## BRIEF
Each entry is to be restated word for word, with nothing omitted.

<<<<

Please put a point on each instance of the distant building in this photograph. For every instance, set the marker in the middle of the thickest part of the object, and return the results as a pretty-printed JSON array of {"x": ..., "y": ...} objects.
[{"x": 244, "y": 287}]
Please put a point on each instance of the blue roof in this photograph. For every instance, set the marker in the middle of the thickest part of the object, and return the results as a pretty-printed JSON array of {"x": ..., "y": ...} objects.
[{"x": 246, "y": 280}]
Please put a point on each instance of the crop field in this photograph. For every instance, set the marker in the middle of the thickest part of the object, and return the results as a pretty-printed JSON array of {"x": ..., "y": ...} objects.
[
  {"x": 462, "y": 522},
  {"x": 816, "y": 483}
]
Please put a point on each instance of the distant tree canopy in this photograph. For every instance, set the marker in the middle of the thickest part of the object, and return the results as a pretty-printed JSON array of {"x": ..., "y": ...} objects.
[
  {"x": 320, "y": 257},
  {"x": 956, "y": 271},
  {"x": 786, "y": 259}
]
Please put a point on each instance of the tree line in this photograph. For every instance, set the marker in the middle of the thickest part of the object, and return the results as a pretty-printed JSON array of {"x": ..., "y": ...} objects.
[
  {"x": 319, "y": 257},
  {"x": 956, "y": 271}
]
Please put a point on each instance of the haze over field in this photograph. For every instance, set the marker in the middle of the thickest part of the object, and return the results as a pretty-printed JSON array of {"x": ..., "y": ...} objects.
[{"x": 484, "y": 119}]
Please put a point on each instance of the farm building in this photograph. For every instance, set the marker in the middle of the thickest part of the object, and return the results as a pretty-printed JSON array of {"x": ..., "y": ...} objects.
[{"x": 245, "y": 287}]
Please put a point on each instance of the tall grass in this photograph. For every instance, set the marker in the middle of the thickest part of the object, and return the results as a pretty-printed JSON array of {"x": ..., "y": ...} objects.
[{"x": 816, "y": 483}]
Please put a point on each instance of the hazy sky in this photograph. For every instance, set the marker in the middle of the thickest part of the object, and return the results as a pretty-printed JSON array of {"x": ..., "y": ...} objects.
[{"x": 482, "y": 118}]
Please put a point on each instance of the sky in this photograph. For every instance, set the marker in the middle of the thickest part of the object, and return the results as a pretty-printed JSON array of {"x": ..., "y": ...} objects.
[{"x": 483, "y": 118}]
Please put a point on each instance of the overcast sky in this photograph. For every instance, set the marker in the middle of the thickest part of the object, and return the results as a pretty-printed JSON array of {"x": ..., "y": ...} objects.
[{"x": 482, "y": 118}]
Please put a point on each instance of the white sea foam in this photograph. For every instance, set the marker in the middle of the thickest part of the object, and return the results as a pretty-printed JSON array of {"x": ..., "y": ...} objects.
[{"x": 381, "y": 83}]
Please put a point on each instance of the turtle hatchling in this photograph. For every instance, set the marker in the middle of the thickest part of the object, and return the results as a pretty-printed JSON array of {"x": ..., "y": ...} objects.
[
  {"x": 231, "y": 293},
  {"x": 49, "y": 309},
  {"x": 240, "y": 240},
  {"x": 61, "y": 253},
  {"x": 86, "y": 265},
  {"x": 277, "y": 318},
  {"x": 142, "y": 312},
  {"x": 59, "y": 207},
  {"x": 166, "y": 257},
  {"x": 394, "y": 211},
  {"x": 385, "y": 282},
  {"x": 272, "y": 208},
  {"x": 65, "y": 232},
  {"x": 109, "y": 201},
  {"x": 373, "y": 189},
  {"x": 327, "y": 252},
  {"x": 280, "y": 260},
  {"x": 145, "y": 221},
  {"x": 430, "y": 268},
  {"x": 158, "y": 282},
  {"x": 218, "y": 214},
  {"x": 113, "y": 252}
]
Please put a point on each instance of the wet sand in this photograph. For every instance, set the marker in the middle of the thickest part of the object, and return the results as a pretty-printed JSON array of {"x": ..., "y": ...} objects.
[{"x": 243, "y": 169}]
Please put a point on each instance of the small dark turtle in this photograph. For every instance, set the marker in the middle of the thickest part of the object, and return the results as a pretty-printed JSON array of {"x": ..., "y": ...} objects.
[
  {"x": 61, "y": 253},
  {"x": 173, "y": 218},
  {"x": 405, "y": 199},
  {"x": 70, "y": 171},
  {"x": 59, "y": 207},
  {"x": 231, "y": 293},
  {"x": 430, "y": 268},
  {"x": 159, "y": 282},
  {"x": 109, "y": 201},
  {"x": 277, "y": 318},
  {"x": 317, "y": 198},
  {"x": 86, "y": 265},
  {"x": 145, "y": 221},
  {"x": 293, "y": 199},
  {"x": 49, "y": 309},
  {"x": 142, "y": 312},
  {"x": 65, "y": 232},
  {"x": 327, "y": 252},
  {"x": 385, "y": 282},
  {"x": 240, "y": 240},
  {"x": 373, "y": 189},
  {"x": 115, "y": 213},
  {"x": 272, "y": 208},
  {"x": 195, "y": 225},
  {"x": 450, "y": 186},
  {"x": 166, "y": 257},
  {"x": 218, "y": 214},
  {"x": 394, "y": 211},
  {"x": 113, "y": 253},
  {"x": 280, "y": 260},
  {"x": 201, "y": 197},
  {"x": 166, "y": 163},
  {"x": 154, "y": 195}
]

>>>>

## RESPONSE TO THIS EXERCISE
Please put a point on each instance of the distant building in this photograph. For every instance, set the marker in the middle of the thickest part of the object, and return the results as a pretty-printed JSON array of {"x": ..., "y": ...} objects.
[{"x": 244, "y": 287}]
Please put a point on each instance of the blue roof in this photograph. For every instance, set the marker in the middle of the thickest part of the object, and return the results as a pretty-printed JSON array of {"x": ..., "y": ...} objects.
[{"x": 246, "y": 280}]
Please put a point on each instance of the crop field in this photograph. For every instance, set the marker in the middle of the thickest part of the object, and return the results as a pretty-printed JSON array of {"x": ..., "y": ...} objects.
[
  {"x": 462, "y": 522},
  {"x": 816, "y": 483}
]
Please put a point on each instance of the distant tree canopy in this photograph. For every instance, set the marker in the middle of the thickest part of the object, and return the results as a pretty-printed JSON array of {"x": ..., "y": ...} objects.
[
  {"x": 320, "y": 257},
  {"x": 956, "y": 271},
  {"x": 786, "y": 259}
]
Please put a point on each instance of the tree line in this photograph. For every instance, set the marker in the middle of the thickest part of the object, and return the results as a pretty-printed JSON array of {"x": ..., "y": ...} objects.
[
  {"x": 319, "y": 257},
  {"x": 956, "y": 271}
]
Please put a point on each instance of the haze over field in this photograph. For every instance, set the marker in the middle of the thickest part of the object, and return the results as a pretty-printed JSON array of {"x": ..., "y": ...} objects.
[{"x": 484, "y": 119}]
Please put a point on each instance of the farm building in this photograph. For every instance, set the marker in the middle of the thickest part of the object, and return the results as a pretty-printed JSON array of {"x": ..., "y": ...} objects.
[{"x": 245, "y": 287}]
Please put a point on each instance of the tall grass in this photograph. For every instance, set the marker in the middle of the thickest part of the object, and return the results as a pretty-printed JSON array of {"x": ..., "y": ...} objects.
[{"x": 816, "y": 483}]
Please put a point on each instance of the hazy sky in this photograph. For every instance, set the marker in the middle of the thickest part of the object, and return the results as a pretty-printed JSON array of {"x": ..., "y": ...} objects.
[{"x": 482, "y": 118}]
Please put a point on each instance of the sky in this photograph. For every instance, set the marker in the middle of the thickest part of the object, and return the results as a pretty-printed JSON array of {"x": ..., "y": ...} objects.
[{"x": 483, "y": 118}]
Please put a point on each instance of the overcast sky in this photograph. For every instance, set the marker in the middle of the thickest part of the object, and return the results as a pretty-printed JSON array of {"x": ..., "y": ...} objects.
[{"x": 482, "y": 118}]
Please put a point on each instance of the white sea foam in this photograph. For every instance, set the marker in the middle of the thickest part of the object, and return the results as a pretty-printed JSON array of {"x": ..., "y": ...} objects.
[{"x": 381, "y": 83}]
Please put a point on each instance of the turtle hatchling in this photograph. For every instance, set the marker in the middle of the thickest part of the object, and return the results as a pretty-printed JSON array of {"x": ..., "y": ...} objects.
[
  {"x": 231, "y": 293},
  {"x": 49, "y": 309},
  {"x": 240, "y": 240},
  {"x": 61, "y": 253},
  {"x": 86, "y": 265},
  {"x": 277, "y": 318},
  {"x": 142, "y": 312},
  {"x": 59, "y": 207},
  {"x": 166, "y": 257},
  {"x": 394, "y": 211},
  {"x": 385, "y": 282},
  {"x": 272, "y": 208},
  {"x": 65, "y": 232},
  {"x": 109, "y": 201},
  {"x": 373, "y": 189},
  {"x": 327, "y": 252},
  {"x": 280, "y": 260},
  {"x": 145, "y": 221},
  {"x": 430, "y": 268},
  {"x": 158, "y": 282},
  {"x": 218, "y": 214},
  {"x": 113, "y": 252}
]
Please put a point on each instance of the wet sand in this photograph. For every instance, set the marker in the middle of the thickest part of the object, and return the results as a pretty-printed JSON array of {"x": ..., "y": ...} objects.
[{"x": 243, "y": 169}]
Please put a point on each instance of the small dark turtle in this photograph. For every instance, set the marker in the middle of the thickest part of the object, and return the results as a pretty-printed JSON array of {"x": ..., "y": ...} objects.
[
  {"x": 61, "y": 253},
  {"x": 173, "y": 218},
  {"x": 405, "y": 199},
  {"x": 70, "y": 171},
  {"x": 59, "y": 207},
  {"x": 231, "y": 293},
  {"x": 430, "y": 268},
  {"x": 159, "y": 282},
  {"x": 109, "y": 201},
  {"x": 277, "y": 318},
  {"x": 317, "y": 198},
  {"x": 86, "y": 265},
  {"x": 145, "y": 221},
  {"x": 293, "y": 199},
  {"x": 49, "y": 309},
  {"x": 142, "y": 312},
  {"x": 65, "y": 232},
  {"x": 327, "y": 252},
  {"x": 385, "y": 282},
  {"x": 240, "y": 240},
  {"x": 373, "y": 189},
  {"x": 115, "y": 213},
  {"x": 272, "y": 208},
  {"x": 195, "y": 225},
  {"x": 450, "y": 186},
  {"x": 166, "y": 257},
  {"x": 218, "y": 214},
  {"x": 394, "y": 211},
  {"x": 113, "y": 253},
  {"x": 280, "y": 260},
  {"x": 201, "y": 197},
  {"x": 166, "y": 163},
  {"x": 154, "y": 195}
]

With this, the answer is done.